Pull out each line of the material below that contains the string "fern", and list those lines without changes.
-- Start of Task input --
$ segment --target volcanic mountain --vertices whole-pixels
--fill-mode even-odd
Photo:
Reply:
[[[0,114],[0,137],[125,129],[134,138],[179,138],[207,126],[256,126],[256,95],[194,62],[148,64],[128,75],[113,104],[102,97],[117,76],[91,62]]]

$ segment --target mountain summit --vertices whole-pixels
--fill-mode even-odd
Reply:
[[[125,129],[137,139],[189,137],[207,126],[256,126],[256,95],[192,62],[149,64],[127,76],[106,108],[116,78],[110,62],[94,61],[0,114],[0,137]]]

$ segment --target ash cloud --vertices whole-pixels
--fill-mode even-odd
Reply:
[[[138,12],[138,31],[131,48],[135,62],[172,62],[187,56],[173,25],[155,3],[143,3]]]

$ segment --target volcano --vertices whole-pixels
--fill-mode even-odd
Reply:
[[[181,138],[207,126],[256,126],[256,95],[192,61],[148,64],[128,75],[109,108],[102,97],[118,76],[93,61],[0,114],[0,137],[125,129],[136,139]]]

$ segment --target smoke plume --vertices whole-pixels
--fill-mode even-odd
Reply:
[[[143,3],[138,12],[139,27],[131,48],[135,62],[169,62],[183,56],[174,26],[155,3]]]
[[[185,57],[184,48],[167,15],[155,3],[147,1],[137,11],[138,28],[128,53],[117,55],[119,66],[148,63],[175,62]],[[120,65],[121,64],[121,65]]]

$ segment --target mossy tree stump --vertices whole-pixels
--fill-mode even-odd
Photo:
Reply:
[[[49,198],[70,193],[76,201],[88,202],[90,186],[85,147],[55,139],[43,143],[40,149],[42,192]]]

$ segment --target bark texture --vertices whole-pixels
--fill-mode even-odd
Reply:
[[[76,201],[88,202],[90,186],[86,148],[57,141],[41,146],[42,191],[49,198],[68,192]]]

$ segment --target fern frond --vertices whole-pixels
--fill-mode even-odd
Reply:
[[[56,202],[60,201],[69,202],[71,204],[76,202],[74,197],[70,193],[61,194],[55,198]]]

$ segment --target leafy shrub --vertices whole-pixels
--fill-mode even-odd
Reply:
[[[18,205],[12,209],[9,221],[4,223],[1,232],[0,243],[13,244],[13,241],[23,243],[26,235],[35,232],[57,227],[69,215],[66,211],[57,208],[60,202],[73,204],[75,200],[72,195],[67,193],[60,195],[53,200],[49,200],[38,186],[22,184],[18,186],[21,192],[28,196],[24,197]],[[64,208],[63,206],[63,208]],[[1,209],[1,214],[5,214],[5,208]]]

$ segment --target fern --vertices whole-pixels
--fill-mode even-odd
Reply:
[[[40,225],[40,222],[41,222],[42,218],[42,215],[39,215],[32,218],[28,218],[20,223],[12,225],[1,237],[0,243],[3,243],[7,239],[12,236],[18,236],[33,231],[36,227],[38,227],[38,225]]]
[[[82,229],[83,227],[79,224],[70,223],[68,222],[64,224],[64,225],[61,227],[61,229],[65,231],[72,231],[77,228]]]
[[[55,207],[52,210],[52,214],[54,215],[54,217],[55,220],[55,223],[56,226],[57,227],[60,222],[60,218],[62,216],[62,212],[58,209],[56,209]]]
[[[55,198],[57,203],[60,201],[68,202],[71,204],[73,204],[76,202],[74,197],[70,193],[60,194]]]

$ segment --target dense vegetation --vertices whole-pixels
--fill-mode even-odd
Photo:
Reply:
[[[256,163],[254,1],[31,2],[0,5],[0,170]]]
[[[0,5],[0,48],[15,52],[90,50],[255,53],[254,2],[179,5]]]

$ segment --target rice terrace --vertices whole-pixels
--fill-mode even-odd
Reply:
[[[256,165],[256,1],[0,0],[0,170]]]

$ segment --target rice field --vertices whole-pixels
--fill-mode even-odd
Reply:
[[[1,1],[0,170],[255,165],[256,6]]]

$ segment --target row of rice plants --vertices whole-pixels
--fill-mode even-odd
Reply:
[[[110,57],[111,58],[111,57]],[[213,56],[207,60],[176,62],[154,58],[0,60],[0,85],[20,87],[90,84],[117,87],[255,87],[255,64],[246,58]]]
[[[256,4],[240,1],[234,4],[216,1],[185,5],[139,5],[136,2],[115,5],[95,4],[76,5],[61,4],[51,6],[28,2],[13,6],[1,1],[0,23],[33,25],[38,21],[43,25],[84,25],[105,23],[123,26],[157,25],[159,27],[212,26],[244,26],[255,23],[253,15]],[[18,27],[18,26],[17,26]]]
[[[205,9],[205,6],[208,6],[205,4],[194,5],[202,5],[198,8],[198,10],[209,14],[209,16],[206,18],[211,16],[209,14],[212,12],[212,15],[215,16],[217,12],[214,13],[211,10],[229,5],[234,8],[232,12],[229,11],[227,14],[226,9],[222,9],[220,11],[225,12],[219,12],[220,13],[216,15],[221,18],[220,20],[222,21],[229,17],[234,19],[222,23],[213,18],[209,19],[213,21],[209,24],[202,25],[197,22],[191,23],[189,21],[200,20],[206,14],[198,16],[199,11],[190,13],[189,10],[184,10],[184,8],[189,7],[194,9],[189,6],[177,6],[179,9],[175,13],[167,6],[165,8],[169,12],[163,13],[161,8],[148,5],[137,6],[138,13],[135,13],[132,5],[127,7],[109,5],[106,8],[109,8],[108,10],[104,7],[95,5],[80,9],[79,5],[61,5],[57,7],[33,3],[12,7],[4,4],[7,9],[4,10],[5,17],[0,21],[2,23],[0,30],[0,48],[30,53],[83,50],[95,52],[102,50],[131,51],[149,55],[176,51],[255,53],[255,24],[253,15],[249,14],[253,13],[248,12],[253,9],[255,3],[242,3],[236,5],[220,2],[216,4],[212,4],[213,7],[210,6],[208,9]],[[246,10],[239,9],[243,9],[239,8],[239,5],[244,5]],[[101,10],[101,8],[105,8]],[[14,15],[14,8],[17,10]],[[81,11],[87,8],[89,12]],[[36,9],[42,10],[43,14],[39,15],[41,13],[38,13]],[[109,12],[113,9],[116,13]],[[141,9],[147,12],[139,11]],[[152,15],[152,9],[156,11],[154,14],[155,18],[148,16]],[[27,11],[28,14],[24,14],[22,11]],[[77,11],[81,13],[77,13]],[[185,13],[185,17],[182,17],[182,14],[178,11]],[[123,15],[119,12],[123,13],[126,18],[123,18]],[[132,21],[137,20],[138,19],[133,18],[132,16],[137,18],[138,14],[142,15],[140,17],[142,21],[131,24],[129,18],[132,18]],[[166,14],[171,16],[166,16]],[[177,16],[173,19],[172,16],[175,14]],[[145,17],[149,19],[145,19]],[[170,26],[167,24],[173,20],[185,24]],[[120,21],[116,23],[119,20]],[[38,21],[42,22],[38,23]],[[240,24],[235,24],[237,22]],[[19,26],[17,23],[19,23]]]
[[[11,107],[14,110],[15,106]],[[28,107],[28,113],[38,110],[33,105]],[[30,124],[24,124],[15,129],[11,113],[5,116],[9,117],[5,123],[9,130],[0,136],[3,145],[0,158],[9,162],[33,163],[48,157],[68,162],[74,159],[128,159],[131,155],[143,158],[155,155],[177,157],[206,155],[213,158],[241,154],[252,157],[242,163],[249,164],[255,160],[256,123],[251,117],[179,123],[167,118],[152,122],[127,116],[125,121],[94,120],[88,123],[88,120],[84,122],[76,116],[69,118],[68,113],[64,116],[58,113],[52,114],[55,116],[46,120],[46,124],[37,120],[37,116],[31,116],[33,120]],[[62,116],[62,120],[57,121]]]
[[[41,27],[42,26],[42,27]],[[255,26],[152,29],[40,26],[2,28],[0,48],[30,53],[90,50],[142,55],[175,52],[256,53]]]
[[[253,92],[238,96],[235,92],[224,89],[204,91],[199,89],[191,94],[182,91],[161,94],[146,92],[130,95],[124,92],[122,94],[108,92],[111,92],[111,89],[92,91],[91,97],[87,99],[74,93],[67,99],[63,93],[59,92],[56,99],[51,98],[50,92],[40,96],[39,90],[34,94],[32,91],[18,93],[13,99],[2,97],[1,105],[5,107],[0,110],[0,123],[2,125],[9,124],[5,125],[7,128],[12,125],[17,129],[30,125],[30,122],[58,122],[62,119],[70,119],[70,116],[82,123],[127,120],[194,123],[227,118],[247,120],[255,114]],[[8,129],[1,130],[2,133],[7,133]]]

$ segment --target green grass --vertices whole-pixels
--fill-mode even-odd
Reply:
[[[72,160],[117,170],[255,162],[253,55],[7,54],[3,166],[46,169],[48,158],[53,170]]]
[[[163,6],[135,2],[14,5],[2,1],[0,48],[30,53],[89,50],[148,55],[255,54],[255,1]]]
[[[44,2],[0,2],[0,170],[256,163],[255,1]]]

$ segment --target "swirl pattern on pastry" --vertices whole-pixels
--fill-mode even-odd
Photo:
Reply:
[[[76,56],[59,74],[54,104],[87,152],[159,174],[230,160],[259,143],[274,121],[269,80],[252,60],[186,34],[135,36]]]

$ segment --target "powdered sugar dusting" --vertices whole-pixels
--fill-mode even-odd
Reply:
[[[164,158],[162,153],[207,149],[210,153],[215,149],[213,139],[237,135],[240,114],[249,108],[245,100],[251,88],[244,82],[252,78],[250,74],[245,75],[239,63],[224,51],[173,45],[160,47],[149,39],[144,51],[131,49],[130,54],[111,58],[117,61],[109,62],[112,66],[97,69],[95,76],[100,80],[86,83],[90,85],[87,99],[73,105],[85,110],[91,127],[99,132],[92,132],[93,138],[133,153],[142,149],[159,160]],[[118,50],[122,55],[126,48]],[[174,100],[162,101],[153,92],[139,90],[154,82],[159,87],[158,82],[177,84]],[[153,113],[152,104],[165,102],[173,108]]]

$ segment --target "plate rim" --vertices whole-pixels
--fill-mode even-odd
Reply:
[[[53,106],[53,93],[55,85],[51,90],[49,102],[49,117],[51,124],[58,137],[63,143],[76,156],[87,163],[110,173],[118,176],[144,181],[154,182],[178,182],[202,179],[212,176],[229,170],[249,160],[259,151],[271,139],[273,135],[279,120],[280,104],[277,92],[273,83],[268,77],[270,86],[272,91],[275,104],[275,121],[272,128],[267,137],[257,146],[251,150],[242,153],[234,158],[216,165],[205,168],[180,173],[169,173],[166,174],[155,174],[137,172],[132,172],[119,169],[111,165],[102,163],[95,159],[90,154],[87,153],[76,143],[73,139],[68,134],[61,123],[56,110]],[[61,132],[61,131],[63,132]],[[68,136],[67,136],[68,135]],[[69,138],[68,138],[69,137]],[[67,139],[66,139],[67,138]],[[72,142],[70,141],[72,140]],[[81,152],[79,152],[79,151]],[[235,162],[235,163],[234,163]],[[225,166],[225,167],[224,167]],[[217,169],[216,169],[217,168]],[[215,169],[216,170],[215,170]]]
-- End of Task input --
* Right answer:
$ segment --target fern frond --vertices whole-pixels
$ segment --target fern --vertices whole-pixels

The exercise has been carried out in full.